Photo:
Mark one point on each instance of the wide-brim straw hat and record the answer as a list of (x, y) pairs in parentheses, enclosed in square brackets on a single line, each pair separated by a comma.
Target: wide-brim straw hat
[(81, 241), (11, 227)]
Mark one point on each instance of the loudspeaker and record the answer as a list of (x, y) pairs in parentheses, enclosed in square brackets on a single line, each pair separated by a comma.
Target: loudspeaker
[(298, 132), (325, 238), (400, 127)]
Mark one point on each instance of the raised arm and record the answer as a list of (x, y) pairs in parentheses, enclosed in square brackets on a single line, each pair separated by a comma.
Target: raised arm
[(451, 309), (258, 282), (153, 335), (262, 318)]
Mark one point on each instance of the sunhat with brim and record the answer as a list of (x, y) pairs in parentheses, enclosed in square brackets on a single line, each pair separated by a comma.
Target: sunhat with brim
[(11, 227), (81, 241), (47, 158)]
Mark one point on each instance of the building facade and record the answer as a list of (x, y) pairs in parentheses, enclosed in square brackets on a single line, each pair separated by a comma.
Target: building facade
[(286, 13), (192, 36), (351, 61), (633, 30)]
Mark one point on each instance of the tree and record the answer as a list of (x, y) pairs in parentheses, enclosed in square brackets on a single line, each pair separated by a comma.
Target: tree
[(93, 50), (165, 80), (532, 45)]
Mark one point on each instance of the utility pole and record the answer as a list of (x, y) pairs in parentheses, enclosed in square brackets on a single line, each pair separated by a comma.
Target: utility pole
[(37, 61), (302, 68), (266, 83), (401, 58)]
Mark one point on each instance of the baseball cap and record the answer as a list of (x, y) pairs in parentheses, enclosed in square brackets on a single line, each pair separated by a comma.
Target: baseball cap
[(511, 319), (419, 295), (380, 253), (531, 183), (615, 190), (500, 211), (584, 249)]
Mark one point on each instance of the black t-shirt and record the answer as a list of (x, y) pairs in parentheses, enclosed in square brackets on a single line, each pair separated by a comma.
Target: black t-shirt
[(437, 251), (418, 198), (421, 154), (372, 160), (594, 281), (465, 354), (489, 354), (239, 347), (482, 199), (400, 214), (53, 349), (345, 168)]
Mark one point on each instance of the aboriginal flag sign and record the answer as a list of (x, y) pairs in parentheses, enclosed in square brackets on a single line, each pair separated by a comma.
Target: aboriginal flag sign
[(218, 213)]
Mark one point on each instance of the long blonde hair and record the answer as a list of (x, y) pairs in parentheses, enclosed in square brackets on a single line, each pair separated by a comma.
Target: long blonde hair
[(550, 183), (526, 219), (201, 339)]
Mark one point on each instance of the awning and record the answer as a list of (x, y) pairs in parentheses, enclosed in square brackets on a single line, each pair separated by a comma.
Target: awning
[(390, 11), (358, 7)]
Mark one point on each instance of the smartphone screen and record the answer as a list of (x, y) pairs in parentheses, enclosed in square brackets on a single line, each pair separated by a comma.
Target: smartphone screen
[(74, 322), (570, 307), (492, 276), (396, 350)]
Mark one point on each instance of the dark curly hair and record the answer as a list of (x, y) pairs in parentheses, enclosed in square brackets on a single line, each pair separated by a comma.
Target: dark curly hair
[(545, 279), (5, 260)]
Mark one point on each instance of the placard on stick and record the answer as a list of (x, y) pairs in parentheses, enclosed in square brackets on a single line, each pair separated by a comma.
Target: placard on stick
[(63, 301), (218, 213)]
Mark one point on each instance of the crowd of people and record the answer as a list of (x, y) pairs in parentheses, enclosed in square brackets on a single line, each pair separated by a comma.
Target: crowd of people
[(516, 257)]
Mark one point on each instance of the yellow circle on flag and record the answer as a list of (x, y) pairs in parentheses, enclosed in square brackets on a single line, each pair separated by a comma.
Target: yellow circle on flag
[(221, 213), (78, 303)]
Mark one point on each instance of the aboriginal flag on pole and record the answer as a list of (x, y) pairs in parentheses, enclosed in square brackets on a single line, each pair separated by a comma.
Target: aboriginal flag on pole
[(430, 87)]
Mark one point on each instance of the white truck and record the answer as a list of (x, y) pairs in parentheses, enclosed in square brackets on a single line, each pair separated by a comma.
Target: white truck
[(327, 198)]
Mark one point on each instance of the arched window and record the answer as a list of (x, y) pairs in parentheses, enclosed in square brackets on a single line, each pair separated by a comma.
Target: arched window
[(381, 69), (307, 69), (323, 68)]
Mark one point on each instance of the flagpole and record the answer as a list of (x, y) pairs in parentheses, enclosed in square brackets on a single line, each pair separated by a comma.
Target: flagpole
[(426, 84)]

━━━━━━

• Description of the task:
Starting with the line with "Target: utility pole" above and going on through the line with "Mark one point on each instance of the baseball", transcribe every line exactly, both ends included, and add nothing.

• Result below:
Target: utility pole
[(37, 61), (302, 68), (266, 83), (401, 58)]
Mark one point on each instance of the baseball cap and record the answer as a list of (x, y) pairs in parentheses, enclosed in square brackets on a single line, each pair separated by a comma.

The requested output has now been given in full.